Try it =
Only the lines from the beginning of the entries through the one with "positive clicks: (155, 50) (161, 47)" should be written out, please, exactly and without any pictures.
---
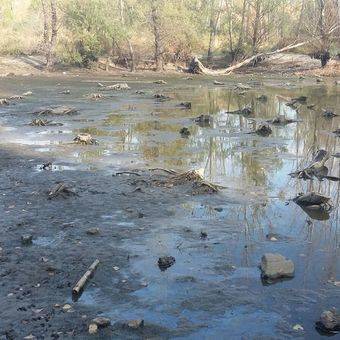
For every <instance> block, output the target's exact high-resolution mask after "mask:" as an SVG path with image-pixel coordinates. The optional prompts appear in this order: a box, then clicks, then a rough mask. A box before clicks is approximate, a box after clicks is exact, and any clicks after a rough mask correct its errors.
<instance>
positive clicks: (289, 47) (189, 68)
mask: <svg viewBox="0 0 340 340" xmlns="http://www.w3.org/2000/svg"><path fill="white" fill-rule="evenodd" d="M307 43H309V41H304V42H300V43H297V44H290V45H288V46H285V47H283V48H280V49H277V50H275V51H272V52H262V53H257V54H255V55H253V56H251V57H249V58H247V59H244V60H243V61H241V62H239V63H237V64H235V65H232V66H229V67H227V68H225V69H221V70H211V69H209V68H207V67H205V66H204V65H203V64H202V63H201V62H200V60H199V59H198V58H197V57H194V58H193V59H192V61H191V63H190V65H189V69H188V72H189V73H196V74H207V75H212V76H214V75H215V76H217V75H221V74H229V73H231V72H233V71H235V70H237V69H239V68H241V67H242V66H246V65H249V64H250V63H251V62H252V61H254V60H257V59H260V58H263V57H268V56H271V55H274V54H277V53H282V52H286V51H289V50H292V49H294V48H297V47H301V46H304V45H306V44H307Z"/></svg>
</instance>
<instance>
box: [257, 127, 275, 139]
mask: <svg viewBox="0 0 340 340" xmlns="http://www.w3.org/2000/svg"><path fill="white" fill-rule="evenodd" d="M272 132H273V131H272V129H271V127H270V126H269V125H266V124H261V125H260V126H259V127H258V128H257V129H256V130H255V133H256V134H258V135H259V136H263V137H267V136H269V135H270V134H271V133H272Z"/></svg>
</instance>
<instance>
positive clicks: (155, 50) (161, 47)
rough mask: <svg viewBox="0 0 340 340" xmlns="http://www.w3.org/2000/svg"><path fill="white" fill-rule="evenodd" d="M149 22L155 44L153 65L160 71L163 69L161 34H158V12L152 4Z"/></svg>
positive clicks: (158, 32) (159, 29) (158, 19)
mask: <svg viewBox="0 0 340 340" xmlns="http://www.w3.org/2000/svg"><path fill="white" fill-rule="evenodd" d="M151 20H152V26H153V34H154V43H155V53H154V54H155V55H154V57H155V63H156V71H160V70H161V69H163V60H162V47H161V34H160V25H159V15H158V10H157V7H156V5H155V4H154V3H152V9H151Z"/></svg>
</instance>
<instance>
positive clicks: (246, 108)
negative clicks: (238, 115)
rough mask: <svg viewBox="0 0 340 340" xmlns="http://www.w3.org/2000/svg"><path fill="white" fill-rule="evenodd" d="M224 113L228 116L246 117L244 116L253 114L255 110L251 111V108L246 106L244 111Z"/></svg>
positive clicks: (241, 110) (243, 109)
mask: <svg viewBox="0 0 340 340" xmlns="http://www.w3.org/2000/svg"><path fill="white" fill-rule="evenodd" d="M224 113H227V114H234V115H244V116H248V115H251V114H253V110H252V109H251V107H250V106H245V107H244V108H242V109H239V110H235V111H225V112H224Z"/></svg>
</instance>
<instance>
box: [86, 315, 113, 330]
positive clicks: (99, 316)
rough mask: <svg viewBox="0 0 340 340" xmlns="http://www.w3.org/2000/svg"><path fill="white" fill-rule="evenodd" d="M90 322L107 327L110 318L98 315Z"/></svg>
mask: <svg viewBox="0 0 340 340" xmlns="http://www.w3.org/2000/svg"><path fill="white" fill-rule="evenodd" d="M91 324H95V325H97V326H98V327H99V328H104V327H108V326H110V324H111V321H110V319H108V318H104V317H102V316H98V317H96V318H94V319H93V320H92V321H91Z"/></svg>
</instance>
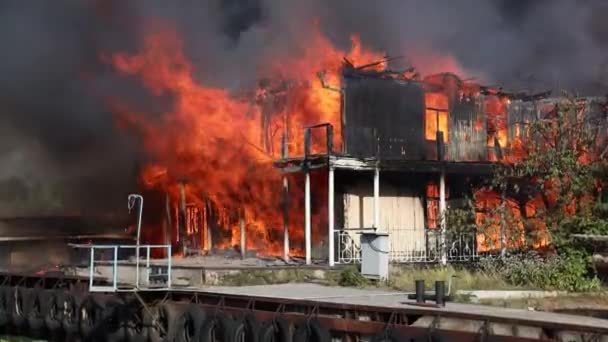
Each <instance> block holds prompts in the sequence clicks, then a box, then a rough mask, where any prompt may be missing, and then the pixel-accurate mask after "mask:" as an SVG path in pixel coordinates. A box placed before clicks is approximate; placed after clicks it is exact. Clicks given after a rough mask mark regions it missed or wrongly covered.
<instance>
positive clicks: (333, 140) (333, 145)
mask: <svg viewBox="0 0 608 342" xmlns="http://www.w3.org/2000/svg"><path fill="white" fill-rule="evenodd" d="M326 132H327V134H326V135H327V155H328V156H331V155H332V154H333V153H334V126H332V125H331V124H327V126H326Z"/></svg>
---
Completed task =
For every <instance> block, output the target's exact high-resolution mask after "mask:" as an SVG path with image-pixel coordinates. The optional prompts appear in this order: a box, then clicks, then a rough mask. A box before clicks is approximate, a box after clicks is exact, and any clicks after a rough mask correct its errors.
<instance>
positive clicks: (289, 47) (189, 68)
mask: <svg viewBox="0 0 340 340" xmlns="http://www.w3.org/2000/svg"><path fill="white" fill-rule="evenodd" d="M307 43H309V41H304V42H300V43H297V44H290V45H288V46H285V47H283V48H280V49H277V50H275V51H272V52H262V53H257V54H255V55H253V56H251V57H249V58H247V59H244V60H243V61H241V62H239V63H237V64H235V65H232V66H229V67H227V68H225V69H221V70H211V69H209V68H207V67H205V66H204V65H203V64H202V63H201V62H200V60H199V59H198V58H197V57H194V58H193V59H192V61H191V63H190V65H189V69H188V72H189V73H196V74H207V75H212V76H214V75H215V76H217V75H221V74H229V73H231V72H233V71H235V70H237V69H239V68H241V67H242V66H246V65H249V64H250V63H251V62H252V61H254V60H257V59H260V58H263V57H268V56H271V55H274V54H277V53H282V52H286V51H289V50H292V49H294V48H297V47H301V46H304V45H306V44H307Z"/></svg>
</instance>
<instance>
box: [257, 127, 275, 139]
mask: <svg viewBox="0 0 340 340" xmlns="http://www.w3.org/2000/svg"><path fill="white" fill-rule="evenodd" d="M272 132H273V131H272V129H271V127H270V126H269V125H266V124H261V125H260V126H259V127H258V128H257V129H256V130H255V133H256V134H258V135H259V136H263V137H267V136H269V135H270V134H271V133H272Z"/></svg>
</instance>
<instance>
positive clicks: (155, 50) (161, 47)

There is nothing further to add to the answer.